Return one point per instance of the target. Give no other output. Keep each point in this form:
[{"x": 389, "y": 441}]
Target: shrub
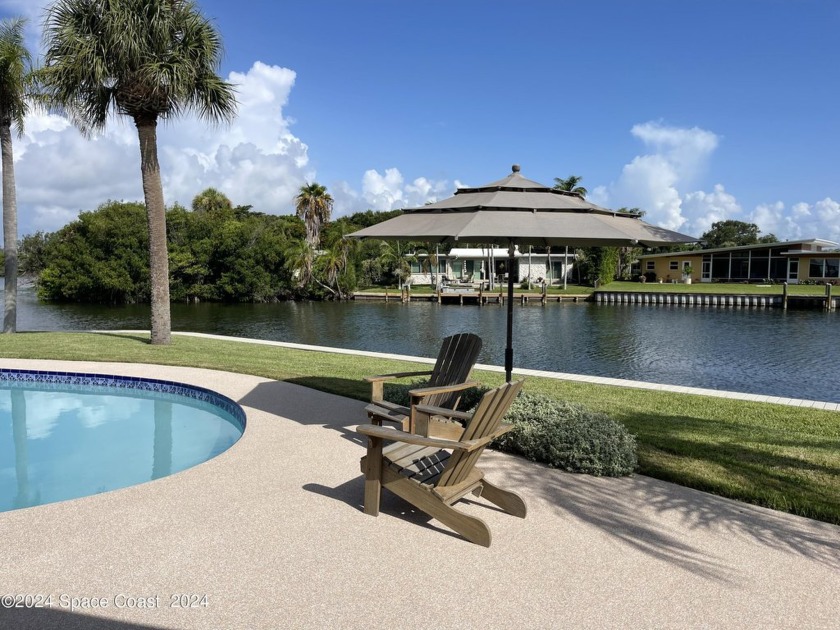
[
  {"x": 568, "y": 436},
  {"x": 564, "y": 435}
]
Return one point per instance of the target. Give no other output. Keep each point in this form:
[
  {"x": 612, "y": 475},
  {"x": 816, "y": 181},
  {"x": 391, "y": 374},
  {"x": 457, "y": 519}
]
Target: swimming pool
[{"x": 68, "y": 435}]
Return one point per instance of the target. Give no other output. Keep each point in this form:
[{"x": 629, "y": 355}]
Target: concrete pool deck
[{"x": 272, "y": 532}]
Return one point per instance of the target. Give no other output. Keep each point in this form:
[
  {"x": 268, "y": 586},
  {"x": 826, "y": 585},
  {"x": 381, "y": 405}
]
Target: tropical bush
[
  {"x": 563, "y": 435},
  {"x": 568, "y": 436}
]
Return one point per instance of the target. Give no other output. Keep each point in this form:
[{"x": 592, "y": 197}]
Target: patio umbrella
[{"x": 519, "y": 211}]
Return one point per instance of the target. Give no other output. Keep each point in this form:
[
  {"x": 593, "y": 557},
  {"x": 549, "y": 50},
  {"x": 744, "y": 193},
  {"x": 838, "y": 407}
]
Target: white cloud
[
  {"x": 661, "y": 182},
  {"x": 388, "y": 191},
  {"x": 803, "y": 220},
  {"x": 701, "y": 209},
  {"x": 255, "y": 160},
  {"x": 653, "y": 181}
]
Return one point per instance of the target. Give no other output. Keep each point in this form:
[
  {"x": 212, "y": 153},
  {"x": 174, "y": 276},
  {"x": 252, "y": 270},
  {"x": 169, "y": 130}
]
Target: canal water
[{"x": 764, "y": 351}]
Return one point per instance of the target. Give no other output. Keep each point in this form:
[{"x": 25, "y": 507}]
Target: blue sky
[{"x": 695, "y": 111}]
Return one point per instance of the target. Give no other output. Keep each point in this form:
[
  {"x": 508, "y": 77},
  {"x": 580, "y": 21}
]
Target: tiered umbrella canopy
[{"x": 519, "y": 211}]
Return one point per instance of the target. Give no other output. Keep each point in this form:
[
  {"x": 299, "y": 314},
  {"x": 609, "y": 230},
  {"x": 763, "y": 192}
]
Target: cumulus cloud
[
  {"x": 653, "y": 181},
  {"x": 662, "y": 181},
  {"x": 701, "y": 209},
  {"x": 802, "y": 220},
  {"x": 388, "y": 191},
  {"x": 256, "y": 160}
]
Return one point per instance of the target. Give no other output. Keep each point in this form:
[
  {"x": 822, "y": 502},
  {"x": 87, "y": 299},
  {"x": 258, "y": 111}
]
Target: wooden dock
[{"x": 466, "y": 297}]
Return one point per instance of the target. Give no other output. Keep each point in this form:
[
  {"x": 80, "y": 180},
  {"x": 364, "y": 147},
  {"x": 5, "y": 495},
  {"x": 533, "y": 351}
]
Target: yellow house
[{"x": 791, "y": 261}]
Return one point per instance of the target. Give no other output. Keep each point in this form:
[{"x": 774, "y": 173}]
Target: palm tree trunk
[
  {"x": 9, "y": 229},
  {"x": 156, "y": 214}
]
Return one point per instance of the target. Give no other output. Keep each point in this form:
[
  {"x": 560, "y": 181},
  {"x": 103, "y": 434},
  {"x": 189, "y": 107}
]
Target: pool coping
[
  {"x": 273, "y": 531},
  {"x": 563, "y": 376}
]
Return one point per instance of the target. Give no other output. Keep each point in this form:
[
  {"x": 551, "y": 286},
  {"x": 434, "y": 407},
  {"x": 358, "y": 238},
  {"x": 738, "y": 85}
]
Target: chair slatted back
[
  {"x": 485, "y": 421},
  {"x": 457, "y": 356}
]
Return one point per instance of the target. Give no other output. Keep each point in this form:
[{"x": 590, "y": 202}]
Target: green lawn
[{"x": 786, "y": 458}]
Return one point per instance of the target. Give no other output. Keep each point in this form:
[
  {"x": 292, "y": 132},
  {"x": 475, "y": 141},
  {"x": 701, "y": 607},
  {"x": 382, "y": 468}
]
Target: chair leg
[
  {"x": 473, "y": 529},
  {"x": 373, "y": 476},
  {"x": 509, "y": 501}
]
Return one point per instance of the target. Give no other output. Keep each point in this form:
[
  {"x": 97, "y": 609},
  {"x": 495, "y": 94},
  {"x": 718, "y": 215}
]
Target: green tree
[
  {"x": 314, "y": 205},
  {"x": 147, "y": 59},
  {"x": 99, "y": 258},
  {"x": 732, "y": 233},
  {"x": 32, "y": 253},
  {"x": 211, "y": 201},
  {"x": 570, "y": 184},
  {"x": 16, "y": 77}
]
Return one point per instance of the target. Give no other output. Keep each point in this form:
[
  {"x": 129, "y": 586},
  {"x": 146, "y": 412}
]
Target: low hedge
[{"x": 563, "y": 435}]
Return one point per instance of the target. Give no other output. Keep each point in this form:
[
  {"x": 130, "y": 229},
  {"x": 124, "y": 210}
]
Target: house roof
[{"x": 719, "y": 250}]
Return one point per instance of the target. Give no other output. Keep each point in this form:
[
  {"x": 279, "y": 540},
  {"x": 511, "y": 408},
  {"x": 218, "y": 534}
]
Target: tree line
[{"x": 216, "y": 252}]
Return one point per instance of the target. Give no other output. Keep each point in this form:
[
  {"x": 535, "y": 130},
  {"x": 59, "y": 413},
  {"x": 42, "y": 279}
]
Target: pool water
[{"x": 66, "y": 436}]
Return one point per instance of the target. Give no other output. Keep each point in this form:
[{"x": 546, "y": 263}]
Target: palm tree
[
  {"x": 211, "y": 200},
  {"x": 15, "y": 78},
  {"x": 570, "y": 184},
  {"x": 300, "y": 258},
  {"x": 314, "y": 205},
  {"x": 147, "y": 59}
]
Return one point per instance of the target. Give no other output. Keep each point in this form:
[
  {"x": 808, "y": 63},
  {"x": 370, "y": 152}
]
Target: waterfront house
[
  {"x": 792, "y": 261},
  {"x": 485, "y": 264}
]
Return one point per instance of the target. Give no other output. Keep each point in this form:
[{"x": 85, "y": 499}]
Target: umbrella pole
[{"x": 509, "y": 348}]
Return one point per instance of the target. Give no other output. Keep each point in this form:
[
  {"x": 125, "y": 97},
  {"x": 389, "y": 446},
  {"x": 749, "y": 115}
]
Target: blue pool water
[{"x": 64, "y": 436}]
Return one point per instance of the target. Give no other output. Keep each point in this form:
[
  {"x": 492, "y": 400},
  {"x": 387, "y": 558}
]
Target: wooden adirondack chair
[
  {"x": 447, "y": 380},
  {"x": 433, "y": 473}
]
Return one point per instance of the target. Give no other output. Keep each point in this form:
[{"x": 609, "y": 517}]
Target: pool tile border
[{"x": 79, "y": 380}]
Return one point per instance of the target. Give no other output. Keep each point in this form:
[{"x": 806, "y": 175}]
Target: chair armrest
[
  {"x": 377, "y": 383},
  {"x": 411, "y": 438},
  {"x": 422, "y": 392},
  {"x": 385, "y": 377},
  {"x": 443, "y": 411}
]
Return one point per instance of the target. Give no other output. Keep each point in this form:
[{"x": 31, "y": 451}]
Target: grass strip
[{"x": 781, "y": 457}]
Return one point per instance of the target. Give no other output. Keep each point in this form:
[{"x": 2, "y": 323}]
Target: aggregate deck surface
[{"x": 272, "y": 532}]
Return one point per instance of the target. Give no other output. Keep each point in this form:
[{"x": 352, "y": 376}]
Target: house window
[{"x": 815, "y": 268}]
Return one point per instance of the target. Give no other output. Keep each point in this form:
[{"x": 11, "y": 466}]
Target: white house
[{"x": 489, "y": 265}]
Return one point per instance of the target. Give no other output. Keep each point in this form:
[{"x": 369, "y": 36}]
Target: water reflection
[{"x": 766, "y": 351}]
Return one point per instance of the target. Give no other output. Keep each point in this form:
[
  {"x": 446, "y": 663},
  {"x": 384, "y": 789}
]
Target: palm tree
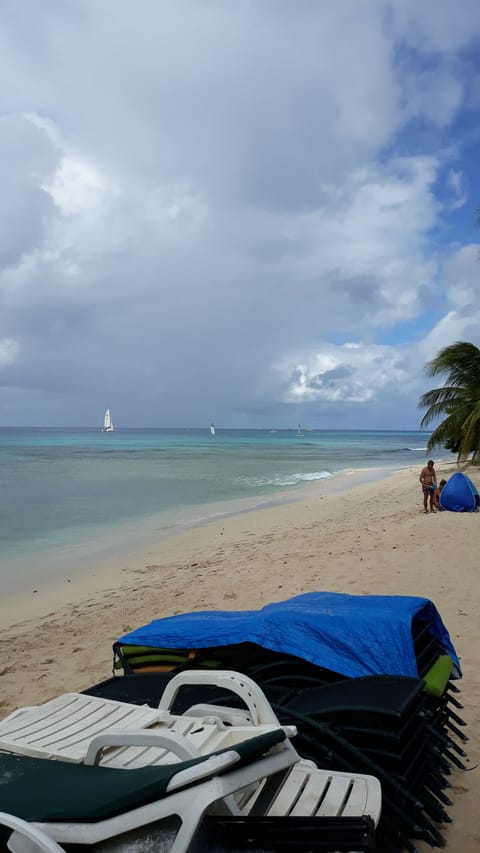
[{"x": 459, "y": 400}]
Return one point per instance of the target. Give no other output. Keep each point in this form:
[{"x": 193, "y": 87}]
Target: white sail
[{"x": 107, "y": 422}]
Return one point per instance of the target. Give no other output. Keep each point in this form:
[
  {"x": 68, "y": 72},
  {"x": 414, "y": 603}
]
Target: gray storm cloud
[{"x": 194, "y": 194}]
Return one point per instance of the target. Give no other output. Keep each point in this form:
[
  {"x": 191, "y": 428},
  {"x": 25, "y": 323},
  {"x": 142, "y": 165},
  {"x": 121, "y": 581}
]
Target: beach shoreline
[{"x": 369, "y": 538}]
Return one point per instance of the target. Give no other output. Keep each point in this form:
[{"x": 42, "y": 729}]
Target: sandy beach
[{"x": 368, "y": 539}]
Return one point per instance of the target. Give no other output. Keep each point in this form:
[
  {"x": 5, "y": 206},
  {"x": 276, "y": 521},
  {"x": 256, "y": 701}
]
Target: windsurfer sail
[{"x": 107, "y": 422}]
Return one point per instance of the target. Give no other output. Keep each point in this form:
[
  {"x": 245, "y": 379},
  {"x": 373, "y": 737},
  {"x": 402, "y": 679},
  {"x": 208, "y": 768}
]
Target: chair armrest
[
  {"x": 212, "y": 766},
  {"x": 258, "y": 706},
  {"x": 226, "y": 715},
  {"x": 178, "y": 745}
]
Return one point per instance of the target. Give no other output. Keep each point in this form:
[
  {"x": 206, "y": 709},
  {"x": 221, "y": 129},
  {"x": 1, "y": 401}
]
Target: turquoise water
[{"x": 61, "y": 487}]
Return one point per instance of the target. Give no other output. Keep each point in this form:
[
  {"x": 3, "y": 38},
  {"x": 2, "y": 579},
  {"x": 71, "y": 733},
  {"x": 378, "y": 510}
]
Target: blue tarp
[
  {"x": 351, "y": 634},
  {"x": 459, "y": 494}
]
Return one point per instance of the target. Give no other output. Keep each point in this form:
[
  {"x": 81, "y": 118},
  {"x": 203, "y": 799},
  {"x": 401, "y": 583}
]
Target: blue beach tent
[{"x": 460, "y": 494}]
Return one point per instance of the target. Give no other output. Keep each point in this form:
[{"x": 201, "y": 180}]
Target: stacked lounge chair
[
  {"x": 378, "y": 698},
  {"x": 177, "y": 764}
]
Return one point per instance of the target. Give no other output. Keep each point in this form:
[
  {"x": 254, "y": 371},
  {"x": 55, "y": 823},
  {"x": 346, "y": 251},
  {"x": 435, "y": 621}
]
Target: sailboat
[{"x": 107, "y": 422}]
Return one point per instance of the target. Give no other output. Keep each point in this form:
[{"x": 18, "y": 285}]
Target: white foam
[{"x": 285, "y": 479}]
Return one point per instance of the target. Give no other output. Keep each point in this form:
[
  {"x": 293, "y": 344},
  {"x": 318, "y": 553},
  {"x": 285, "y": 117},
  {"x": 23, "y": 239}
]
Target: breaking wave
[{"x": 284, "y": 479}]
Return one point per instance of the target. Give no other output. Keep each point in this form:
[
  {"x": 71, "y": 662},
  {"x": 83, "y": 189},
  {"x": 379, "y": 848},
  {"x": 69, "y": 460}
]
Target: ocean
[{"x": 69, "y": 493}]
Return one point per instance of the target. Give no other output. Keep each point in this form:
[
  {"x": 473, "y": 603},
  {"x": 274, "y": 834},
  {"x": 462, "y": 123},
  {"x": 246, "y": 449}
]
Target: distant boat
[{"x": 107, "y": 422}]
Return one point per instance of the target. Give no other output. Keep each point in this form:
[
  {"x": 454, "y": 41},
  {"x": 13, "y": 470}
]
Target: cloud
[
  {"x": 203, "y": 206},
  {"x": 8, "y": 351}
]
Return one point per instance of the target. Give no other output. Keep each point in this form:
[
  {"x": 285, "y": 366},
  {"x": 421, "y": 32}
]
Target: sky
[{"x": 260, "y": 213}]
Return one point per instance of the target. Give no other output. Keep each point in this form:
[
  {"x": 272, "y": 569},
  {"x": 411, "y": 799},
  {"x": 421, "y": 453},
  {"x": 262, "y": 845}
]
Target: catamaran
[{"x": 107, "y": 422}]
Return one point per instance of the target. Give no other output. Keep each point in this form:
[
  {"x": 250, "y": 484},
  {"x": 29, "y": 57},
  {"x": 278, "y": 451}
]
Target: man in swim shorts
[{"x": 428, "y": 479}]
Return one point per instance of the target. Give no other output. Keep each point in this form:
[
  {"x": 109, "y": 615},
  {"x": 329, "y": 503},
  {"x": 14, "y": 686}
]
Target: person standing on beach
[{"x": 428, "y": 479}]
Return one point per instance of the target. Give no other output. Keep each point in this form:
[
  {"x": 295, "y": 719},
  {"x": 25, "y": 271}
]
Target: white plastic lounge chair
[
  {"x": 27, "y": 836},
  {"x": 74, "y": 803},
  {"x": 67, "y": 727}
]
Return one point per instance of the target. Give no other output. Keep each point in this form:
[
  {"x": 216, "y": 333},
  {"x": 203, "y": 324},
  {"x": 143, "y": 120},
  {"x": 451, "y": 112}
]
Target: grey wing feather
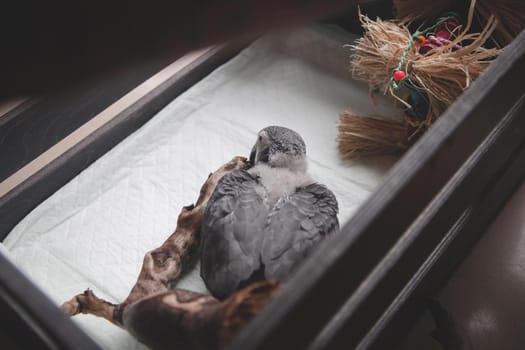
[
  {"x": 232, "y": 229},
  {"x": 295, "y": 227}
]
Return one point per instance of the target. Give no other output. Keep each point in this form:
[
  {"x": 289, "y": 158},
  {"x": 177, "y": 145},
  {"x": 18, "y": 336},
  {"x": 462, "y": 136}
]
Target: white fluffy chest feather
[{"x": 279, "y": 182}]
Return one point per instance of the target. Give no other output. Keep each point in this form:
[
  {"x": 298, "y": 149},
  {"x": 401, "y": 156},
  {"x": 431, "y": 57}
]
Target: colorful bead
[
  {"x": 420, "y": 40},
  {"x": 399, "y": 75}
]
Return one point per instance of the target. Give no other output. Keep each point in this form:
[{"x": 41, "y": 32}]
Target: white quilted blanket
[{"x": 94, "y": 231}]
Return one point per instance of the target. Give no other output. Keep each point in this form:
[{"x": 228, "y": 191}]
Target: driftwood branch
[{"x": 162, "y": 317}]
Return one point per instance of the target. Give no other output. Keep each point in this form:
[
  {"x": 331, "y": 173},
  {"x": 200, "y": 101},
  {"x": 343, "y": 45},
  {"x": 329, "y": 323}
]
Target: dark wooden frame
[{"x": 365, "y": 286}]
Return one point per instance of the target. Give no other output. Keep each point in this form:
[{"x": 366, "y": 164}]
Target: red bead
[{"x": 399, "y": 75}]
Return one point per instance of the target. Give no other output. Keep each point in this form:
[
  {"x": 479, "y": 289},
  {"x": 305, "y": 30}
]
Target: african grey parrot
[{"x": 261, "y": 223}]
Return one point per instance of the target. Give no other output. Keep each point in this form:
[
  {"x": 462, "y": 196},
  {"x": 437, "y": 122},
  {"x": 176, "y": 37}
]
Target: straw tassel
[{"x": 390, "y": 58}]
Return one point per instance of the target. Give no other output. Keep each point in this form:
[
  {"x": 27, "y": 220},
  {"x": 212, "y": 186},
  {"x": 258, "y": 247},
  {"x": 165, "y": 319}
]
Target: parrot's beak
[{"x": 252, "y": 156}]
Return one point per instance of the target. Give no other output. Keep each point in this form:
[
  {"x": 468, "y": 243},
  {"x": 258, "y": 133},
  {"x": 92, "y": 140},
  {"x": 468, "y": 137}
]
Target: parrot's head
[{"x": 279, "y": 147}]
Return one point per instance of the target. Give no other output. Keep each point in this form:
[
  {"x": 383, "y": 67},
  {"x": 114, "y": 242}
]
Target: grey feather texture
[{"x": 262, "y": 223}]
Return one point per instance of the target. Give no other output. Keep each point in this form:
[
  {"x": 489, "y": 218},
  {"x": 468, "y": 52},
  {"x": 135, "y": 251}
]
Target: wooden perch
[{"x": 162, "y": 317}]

◆ AIM
Please list every line in the data above that contains the word "cloud", copying each such line in full. Match case.

◆ REPLY TO THE TASK
Target: white cloud
Target: cumulus cloud
Target: gray storm cloud
Target: cloud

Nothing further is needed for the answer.